[Passage shown]:
A creamy no-bake Biscoff cheesecake with a cookie crust, swirled with cookie butter and topped with whipped cream and Lotus biscuits.


Ingredients

Scale
  • 2 cups Biscoff cookie crumbs
  • 6 tablespoons unsalted butter, melted
  • 1 tablespoon brown sugar
  • 16 ounces cream cheese, softened
  • 3/4 cup Biscoff cookie butter spread
  • 3/4 cup powdered sugar
  • 1 teaspoon vanilla extract
  • 1 and 1/4 cups heavy whipping cream, cold
  • 1/3 cup Biscoff cookie butter spread, slightly warmed
  • 1/2 cup heavy whipping cream
  • 2 tablespoons powdered sugar
  • 2 tablespoons Biscoff cookie butter spread
  • 8 to 10 Lotus Biscoff biscuits
  • 2 tablespoons crushed Biscoff crumbs

Instructions

  1. Line a 9×5-inch loaf pan with parchment paper, leaving enough overhang to lift the cheesecake out later.
  2. In a medium bowl, mix the Biscoff cookie crumbs, melted butter, and brown sugar until the crumbs are evenly coated.

[Dataset rows on where objects appear]
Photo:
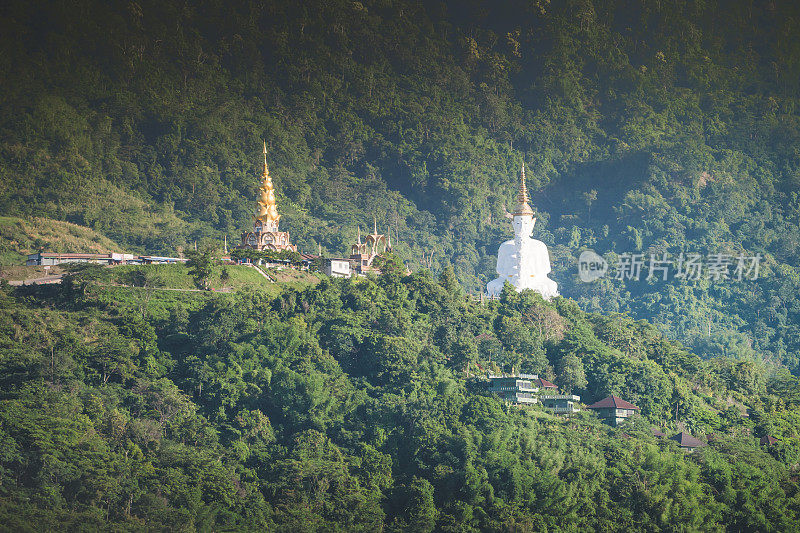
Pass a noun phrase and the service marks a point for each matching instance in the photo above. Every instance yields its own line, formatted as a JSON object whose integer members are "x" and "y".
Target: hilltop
{"x": 646, "y": 127}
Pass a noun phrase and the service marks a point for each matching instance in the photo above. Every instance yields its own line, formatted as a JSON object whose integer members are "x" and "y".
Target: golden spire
{"x": 266, "y": 206}
{"x": 523, "y": 207}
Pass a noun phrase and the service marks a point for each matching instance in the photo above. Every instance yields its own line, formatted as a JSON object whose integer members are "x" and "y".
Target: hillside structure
{"x": 527, "y": 389}
{"x": 362, "y": 254}
{"x": 265, "y": 234}
{"x": 519, "y": 389}
{"x": 522, "y": 261}
{"x": 687, "y": 442}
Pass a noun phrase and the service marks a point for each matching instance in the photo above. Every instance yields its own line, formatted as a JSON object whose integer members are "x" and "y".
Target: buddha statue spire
{"x": 523, "y": 262}
{"x": 265, "y": 234}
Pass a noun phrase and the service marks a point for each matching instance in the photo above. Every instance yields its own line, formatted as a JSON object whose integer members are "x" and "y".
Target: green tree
{"x": 201, "y": 265}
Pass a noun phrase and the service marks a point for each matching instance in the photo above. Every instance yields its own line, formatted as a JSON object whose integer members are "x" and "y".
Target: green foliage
{"x": 345, "y": 406}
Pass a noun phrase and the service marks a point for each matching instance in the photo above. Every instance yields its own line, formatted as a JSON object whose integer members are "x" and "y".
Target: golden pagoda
{"x": 362, "y": 254}
{"x": 265, "y": 234}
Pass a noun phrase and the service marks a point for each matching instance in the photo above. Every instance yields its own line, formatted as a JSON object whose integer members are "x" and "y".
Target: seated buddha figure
{"x": 522, "y": 261}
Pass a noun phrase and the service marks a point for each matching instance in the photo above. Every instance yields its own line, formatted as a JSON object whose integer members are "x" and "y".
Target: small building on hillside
{"x": 337, "y": 268}
{"x": 768, "y": 440}
{"x": 687, "y": 442}
{"x": 515, "y": 389}
{"x": 614, "y": 409}
{"x": 544, "y": 384}
{"x": 560, "y": 404}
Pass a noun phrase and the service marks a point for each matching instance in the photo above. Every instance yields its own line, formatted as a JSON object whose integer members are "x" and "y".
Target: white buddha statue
{"x": 523, "y": 261}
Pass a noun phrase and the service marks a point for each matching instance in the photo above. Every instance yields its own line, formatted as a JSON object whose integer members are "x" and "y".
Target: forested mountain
{"x": 345, "y": 407}
{"x": 647, "y": 127}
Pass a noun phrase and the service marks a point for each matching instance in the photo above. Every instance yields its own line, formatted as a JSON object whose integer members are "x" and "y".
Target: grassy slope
{"x": 19, "y": 237}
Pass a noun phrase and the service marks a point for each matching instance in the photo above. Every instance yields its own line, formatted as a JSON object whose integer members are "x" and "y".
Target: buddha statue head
{"x": 523, "y": 227}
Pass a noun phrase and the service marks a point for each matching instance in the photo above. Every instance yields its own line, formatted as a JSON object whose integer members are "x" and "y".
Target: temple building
{"x": 265, "y": 234}
{"x": 362, "y": 254}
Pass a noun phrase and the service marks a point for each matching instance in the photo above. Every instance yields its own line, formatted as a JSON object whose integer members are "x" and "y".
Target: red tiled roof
{"x": 546, "y": 384}
{"x": 612, "y": 402}
{"x": 685, "y": 440}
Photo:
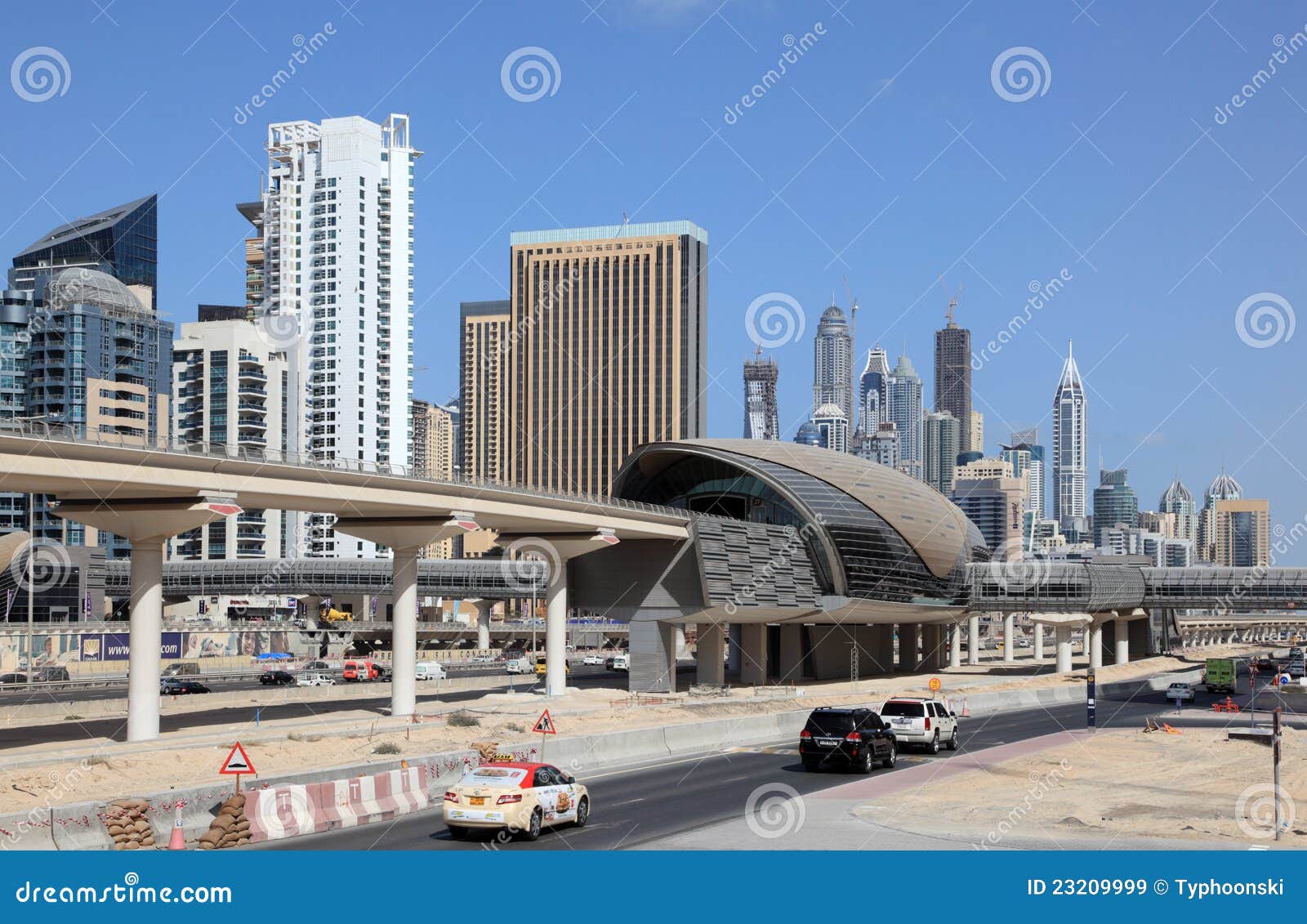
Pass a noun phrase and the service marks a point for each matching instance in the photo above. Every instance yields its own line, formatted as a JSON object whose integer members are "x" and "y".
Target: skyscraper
{"x": 872, "y": 400}
{"x": 761, "y": 420}
{"x": 609, "y": 348}
{"x": 833, "y": 362}
{"x": 229, "y": 391}
{"x": 940, "y": 437}
{"x": 1222, "y": 488}
{"x": 1115, "y": 503}
{"x": 484, "y": 390}
{"x": 1242, "y": 533}
{"x": 1176, "y": 499}
{"x": 953, "y": 375}
{"x": 121, "y": 242}
{"x": 1071, "y": 449}
{"x": 833, "y": 425}
{"x": 1029, "y": 440}
{"x": 98, "y": 362}
{"x": 903, "y": 399}
{"x": 337, "y": 257}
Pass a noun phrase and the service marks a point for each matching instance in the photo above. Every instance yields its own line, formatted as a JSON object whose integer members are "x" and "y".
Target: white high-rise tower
{"x": 339, "y": 259}
{"x": 1071, "y": 449}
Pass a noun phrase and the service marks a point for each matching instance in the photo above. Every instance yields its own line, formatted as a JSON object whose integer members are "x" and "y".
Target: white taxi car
{"x": 518, "y": 797}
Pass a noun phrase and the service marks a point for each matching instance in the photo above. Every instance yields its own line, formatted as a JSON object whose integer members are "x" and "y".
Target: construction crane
{"x": 953, "y": 298}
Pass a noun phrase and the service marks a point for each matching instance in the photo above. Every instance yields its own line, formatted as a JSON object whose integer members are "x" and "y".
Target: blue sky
{"x": 885, "y": 154}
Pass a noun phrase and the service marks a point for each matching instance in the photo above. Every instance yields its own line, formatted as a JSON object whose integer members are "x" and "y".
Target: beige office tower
{"x": 608, "y": 348}
{"x": 483, "y": 390}
{"x": 1243, "y": 533}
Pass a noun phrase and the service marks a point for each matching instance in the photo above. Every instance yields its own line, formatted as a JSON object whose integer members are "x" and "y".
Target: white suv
{"x": 921, "y": 721}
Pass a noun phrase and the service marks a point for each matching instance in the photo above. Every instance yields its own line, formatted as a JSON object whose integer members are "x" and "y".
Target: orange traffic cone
{"x": 176, "y": 842}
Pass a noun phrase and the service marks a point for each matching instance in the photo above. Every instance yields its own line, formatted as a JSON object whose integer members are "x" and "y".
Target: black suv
{"x": 854, "y": 738}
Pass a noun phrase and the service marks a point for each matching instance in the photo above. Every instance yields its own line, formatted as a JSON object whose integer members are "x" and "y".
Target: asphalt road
{"x": 117, "y": 689}
{"x": 115, "y": 727}
{"x": 637, "y": 806}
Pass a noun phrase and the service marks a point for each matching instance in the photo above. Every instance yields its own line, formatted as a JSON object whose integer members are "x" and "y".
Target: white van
{"x": 430, "y": 671}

[Aim]:
Translate this sentence from the cheesecake recipe into Spanish: "In a medium bowl, mix the Biscoff cookie crumbs, melted butter, and brown sugar until the crumbs are evenly coated."

[Task response]:
En un tazón mediano, mezcla las migas de galleta Biscoff, la mantequilla derretida y el azúcar moreno hasta que las migas queden cubiertas de manera uniforme.